→ Aim of the task: Please reproduce the data exactly, excluding any pictures it contains.

→ Material shown:
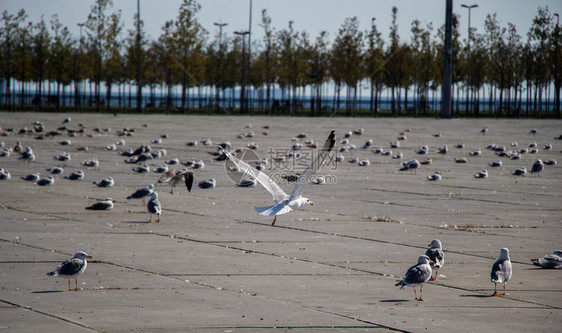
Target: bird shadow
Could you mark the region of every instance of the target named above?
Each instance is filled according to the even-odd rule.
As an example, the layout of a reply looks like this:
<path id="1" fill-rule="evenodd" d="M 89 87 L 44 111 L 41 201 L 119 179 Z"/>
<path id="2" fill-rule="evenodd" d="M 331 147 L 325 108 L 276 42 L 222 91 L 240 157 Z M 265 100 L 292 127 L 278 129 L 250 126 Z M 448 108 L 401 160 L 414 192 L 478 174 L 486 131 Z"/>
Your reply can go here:
<path id="1" fill-rule="evenodd" d="M 62 293 L 62 290 L 40 290 L 40 291 L 33 291 L 32 294 L 53 294 L 53 293 Z"/>
<path id="2" fill-rule="evenodd" d="M 141 223 L 141 224 L 150 224 L 150 223 L 152 223 L 152 222 L 150 222 L 150 221 L 122 221 L 121 223 L 127 223 L 127 224 L 131 224 L 131 223 L 135 223 L 135 224 L 137 224 L 137 223 Z"/>
<path id="3" fill-rule="evenodd" d="M 409 302 L 407 299 L 381 299 L 380 303 L 398 303 L 398 302 Z"/>
<path id="4" fill-rule="evenodd" d="M 474 297 L 474 298 L 488 298 L 488 297 L 495 297 L 492 295 L 459 295 L 460 297 Z"/>

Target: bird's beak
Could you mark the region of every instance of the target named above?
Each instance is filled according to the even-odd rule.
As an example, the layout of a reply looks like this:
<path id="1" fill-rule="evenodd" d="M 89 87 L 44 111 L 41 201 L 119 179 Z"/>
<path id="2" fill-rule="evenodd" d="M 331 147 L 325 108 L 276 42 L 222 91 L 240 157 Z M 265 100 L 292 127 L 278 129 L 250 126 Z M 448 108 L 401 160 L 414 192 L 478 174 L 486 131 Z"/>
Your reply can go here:
<path id="1" fill-rule="evenodd" d="M 427 244 L 427 247 L 430 247 L 430 246 L 431 246 L 431 243 Z"/>
<path id="2" fill-rule="evenodd" d="M 86 258 L 88 258 L 88 259 L 94 259 L 94 257 L 92 257 L 92 256 L 87 256 Z"/>
<path id="3" fill-rule="evenodd" d="M 310 201 L 308 204 L 311 205 L 311 206 L 314 206 L 314 202 L 312 202 L 312 201 Z"/>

→ Response area:
Target: bird shadow
Could you mark the region of every instance of the target named above?
Each instance is filled according to the even-odd rule.
As an example, the layout of a reply looks like this:
<path id="1" fill-rule="evenodd" d="M 89 87 L 44 111 L 41 201 L 119 179 Z"/>
<path id="2" fill-rule="evenodd" d="M 331 147 L 325 108 L 276 42 L 222 91 L 240 157 Z M 265 100 L 292 127 L 278 129 L 250 126 Z M 448 108 L 401 160 L 414 192 L 478 174 L 486 131 Z"/>
Your reply can go here:
<path id="1" fill-rule="evenodd" d="M 62 293 L 62 290 L 40 290 L 40 291 L 33 291 L 32 294 L 53 294 L 53 293 Z"/>
<path id="2" fill-rule="evenodd" d="M 141 223 L 141 224 L 150 224 L 150 223 L 152 223 L 152 222 L 150 222 L 150 221 L 122 221 L 121 223 L 127 223 L 127 224 L 131 224 L 131 223 L 135 223 L 135 224 L 137 224 L 137 223 Z"/>
<path id="3" fill-rule="evenodd" d="M 409 302 L 407 299 L 381 299 L 380 303 L 398 303 L 398 302 Z"/>
<path id="4" fill-rule="evenodd" d="M 474 297 L 474 298 L 488 298 L 488 297 L 495 297 L 492 295 L 459 295 L 460 297 Z"/>

Target: bird's beak
Could you mark the region of every instance of the target named above?
Each instance is filled according to the even-odd rule.
As an example, the layout of a reply looks like this:
<path id="1" fill-rule="evenodd" d="M 89 87 L 44 111 L 41 201 L 119 179 Z"/>
<path id="2" fill-rule="evenodd" d="M 331 147 L 325 108 L 276 42 L 222 91 L 240 157 Z M 265 100 L 292 127 L 278 129 L 250 126 Z M 448 108 L 401 160 L 414 192 L 478 174 L 486 131 Z"/>
Your reply can go here:
<path id="1" fill-rule="evenodd" d="M 427 244 L 427 247 L 430 247 L 430 246 L 431 246 L 431 243 Z"/>
<path id="2" fill-rule="evenodd" d="M 86 258 L 88 258 L 88 259 L 94 259 L 94 257 L 92 257 L 92 256 L 87 256 Z"/>
<path id="3" fill-rule="evenodd" d="M 310 201 L 308 204 L 311 205 L 311 206 L 314 206 L 314 202 L 312 202 L 312 201 Z"/>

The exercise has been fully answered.